Problem to work on. Reproduce the stretch of the listing from its start through the line containing "pixel 259 19", replacing "expected form" with "required format" and leaving everything else unchanged.

........

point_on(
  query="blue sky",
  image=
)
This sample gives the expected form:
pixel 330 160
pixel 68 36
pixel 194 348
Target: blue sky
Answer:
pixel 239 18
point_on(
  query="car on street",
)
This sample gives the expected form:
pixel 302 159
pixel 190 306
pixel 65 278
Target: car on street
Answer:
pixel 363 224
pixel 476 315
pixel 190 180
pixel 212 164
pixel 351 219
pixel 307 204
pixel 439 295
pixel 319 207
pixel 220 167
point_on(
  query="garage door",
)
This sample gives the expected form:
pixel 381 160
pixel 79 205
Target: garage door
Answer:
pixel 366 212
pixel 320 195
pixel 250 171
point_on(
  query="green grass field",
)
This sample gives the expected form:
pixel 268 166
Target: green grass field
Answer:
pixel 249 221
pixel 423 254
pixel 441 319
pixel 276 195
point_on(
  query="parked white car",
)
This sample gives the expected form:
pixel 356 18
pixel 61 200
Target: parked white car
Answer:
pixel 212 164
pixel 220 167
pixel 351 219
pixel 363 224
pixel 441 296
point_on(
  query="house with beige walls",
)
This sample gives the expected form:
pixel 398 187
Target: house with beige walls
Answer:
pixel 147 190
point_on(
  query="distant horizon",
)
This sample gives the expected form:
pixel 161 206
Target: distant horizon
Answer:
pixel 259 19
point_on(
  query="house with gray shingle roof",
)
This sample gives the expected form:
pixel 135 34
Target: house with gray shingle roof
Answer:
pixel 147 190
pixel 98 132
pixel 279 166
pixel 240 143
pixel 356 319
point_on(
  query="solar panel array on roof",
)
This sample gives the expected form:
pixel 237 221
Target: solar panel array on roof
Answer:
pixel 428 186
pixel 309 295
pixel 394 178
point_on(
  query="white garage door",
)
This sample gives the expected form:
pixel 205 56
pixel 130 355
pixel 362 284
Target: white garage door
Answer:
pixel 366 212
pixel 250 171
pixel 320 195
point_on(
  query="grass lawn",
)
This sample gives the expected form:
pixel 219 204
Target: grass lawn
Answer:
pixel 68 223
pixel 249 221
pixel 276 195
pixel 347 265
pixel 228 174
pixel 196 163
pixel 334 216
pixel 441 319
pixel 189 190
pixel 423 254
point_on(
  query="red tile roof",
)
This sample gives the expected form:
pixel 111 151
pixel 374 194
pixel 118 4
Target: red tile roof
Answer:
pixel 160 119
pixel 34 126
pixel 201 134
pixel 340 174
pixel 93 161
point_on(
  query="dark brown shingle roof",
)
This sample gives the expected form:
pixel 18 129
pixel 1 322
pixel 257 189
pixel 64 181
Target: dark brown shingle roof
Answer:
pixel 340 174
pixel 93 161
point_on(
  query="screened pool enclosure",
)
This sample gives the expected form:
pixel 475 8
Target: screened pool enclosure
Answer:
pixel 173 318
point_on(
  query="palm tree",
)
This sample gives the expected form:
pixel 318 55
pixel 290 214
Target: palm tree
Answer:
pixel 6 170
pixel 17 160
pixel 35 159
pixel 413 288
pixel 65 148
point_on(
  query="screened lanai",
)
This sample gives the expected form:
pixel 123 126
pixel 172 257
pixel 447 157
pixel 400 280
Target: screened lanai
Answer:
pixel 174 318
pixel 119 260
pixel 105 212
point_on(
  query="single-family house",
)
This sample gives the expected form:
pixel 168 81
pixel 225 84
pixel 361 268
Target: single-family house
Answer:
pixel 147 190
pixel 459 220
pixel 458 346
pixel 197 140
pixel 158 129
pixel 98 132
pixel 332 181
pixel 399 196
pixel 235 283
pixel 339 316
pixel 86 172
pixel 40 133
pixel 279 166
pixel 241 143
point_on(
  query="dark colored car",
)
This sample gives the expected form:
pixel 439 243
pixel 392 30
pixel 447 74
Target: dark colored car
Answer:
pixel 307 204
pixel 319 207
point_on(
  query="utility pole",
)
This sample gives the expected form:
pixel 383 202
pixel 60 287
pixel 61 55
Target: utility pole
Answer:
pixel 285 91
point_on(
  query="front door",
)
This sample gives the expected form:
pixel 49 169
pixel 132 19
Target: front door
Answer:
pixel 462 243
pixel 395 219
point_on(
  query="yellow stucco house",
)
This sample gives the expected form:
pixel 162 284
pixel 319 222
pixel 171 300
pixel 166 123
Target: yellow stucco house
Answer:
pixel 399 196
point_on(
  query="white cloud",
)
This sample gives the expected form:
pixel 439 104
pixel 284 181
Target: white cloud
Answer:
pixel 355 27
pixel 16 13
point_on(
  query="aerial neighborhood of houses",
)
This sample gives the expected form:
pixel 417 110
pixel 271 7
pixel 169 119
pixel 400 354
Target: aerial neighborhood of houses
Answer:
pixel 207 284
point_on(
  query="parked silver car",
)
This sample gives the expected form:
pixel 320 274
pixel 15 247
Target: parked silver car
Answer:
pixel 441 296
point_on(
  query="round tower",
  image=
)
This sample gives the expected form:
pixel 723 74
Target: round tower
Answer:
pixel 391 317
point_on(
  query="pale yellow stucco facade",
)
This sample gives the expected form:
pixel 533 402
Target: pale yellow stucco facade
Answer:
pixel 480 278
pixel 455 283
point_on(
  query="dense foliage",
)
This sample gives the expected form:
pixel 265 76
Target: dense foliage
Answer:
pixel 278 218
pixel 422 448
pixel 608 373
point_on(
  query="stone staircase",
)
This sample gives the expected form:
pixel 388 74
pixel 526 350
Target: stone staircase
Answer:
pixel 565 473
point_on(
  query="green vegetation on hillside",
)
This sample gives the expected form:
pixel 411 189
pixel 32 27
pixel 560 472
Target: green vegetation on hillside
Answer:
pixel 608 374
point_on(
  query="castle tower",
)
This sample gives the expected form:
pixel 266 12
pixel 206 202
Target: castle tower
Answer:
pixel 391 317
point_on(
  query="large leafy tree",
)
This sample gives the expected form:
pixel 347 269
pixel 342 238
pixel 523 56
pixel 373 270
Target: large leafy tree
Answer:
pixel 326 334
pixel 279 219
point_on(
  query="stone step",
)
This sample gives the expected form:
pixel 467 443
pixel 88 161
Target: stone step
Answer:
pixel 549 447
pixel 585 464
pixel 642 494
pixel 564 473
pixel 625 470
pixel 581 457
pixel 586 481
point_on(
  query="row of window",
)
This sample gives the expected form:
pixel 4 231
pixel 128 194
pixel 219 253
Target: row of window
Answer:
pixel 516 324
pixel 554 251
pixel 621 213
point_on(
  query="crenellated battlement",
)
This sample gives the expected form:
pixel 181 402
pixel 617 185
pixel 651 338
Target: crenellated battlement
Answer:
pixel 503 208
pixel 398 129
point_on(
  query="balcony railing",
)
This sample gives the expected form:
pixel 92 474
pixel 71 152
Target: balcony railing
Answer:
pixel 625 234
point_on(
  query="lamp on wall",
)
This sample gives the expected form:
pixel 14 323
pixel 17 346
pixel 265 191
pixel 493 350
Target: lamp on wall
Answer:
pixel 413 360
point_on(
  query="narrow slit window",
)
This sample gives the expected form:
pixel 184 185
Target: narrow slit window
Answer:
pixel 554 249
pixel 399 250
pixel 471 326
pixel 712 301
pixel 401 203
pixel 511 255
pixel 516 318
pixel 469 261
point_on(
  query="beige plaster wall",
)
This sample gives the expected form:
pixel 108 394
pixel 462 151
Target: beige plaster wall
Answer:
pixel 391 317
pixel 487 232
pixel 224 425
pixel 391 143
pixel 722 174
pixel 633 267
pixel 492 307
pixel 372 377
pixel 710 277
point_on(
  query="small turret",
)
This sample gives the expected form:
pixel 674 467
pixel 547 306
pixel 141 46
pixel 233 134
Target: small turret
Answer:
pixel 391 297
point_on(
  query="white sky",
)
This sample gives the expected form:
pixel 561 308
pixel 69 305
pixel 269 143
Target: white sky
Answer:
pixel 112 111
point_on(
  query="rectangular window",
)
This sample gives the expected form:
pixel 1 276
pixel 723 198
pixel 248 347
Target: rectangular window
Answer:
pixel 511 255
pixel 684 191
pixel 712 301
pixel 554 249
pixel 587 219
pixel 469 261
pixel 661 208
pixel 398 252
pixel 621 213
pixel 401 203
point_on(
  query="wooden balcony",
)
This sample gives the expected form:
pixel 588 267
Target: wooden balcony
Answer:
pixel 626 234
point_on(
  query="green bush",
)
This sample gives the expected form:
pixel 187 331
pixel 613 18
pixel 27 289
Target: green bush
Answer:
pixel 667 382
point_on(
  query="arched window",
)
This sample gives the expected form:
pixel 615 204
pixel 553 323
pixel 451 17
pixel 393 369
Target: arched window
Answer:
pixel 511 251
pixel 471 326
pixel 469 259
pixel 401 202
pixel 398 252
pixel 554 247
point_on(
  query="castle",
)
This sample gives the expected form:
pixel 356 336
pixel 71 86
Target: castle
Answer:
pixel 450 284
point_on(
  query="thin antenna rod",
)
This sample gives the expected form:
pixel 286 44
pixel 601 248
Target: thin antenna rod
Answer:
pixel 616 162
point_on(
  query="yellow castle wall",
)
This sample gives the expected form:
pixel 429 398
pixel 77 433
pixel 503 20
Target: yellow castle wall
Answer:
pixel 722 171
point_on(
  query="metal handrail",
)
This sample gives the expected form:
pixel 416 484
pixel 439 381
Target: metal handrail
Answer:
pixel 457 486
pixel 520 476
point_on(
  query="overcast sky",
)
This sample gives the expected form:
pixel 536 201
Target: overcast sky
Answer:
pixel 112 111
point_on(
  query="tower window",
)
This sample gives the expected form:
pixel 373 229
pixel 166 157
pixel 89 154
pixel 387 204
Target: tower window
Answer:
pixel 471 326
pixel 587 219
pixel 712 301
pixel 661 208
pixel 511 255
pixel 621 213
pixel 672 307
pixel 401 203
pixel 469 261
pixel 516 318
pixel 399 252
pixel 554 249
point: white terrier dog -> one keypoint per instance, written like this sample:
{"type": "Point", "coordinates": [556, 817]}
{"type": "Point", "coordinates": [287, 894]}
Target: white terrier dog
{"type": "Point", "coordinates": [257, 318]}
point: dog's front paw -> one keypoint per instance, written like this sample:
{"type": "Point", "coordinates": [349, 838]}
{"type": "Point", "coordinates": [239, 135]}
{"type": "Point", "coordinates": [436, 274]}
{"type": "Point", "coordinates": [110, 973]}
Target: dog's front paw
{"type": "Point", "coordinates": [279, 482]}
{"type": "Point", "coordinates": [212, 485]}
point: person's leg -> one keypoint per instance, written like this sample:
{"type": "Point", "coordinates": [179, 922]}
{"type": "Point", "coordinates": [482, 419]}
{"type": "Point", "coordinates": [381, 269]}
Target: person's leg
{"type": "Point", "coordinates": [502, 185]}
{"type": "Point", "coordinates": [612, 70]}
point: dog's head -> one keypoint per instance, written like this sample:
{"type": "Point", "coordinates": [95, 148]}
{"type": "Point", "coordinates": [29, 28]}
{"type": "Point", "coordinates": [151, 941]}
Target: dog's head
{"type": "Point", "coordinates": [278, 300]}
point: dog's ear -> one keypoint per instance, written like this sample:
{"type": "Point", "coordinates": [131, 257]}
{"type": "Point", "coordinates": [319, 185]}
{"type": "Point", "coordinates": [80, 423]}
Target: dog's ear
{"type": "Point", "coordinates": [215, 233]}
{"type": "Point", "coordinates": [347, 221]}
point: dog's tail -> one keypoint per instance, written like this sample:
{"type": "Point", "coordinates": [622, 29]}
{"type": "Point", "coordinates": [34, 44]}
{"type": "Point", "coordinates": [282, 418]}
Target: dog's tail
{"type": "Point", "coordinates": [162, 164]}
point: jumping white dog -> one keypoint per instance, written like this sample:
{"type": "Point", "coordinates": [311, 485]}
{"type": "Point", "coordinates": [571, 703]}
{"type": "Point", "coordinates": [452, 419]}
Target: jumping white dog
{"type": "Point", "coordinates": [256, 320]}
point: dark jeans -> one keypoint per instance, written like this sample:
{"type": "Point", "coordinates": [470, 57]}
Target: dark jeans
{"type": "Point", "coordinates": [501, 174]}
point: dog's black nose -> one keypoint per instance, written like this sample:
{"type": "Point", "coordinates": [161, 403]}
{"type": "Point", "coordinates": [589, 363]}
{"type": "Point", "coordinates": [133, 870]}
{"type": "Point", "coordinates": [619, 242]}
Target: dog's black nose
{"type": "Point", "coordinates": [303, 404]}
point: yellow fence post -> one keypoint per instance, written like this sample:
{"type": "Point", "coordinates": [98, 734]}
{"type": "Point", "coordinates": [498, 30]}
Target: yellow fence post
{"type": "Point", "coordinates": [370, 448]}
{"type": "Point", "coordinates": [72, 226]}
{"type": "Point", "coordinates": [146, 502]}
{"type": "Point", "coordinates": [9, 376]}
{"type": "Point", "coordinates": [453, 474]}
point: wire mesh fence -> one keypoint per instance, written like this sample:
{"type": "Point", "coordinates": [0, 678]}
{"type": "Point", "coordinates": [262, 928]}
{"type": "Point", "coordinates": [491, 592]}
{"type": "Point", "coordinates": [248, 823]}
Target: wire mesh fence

........

Task answer.
point_on(
  query="blue sky",
  image=
)
This sample gives the required format:
pixel 330 160
pixel 68 36
pixel 194 348
Target: blue sky
Answer:
pixel 239 18
point_on(
  query="car on street",
)
This sample gives the required format:
pixel 302 159
pixel 190 306
pixel 65 278
Target: car on street
Answer:
pixel 363 224
pixel 476 315
pixel 190 180
pixel 212 164
pixel 351 219
pixel 307 204
pixel 439 295
pixel 319 207
pixel 220 167
point_on(
  query="garage door",
)
This sample gives the required format:
pixel 381 160
pixel 79 205
Target: garage door
Answer:
pixel 366 212
pixel 320 195
pixel 250 171
point_on(
  query="green grass field",
)
This sample gives the required format:
pixel 268 166
Target: green grass field
Answer:
pixel 249 221
pixel 423 254
pixel 441 319
pixel 276 195
point_on(
  query="parked white car",
)
This sample gives the required format:
pixel 356 18
pixel 61 200
Target: parked white car
Answer:
pixel 212 164
pixel 220 167
pixel 351 219
pixel 363 224
pixel 441 296
point_on(
  query="house with beige walls",
)
This sample gives the required format:
pixel 398 187
Target: house with beige walls
Answer:
pixel 147 190
point_on(
  query="distant horizon",
)
This sample gives the required format:
pixel 161 206
Target: distant horizon
Answer:
pixel 259 19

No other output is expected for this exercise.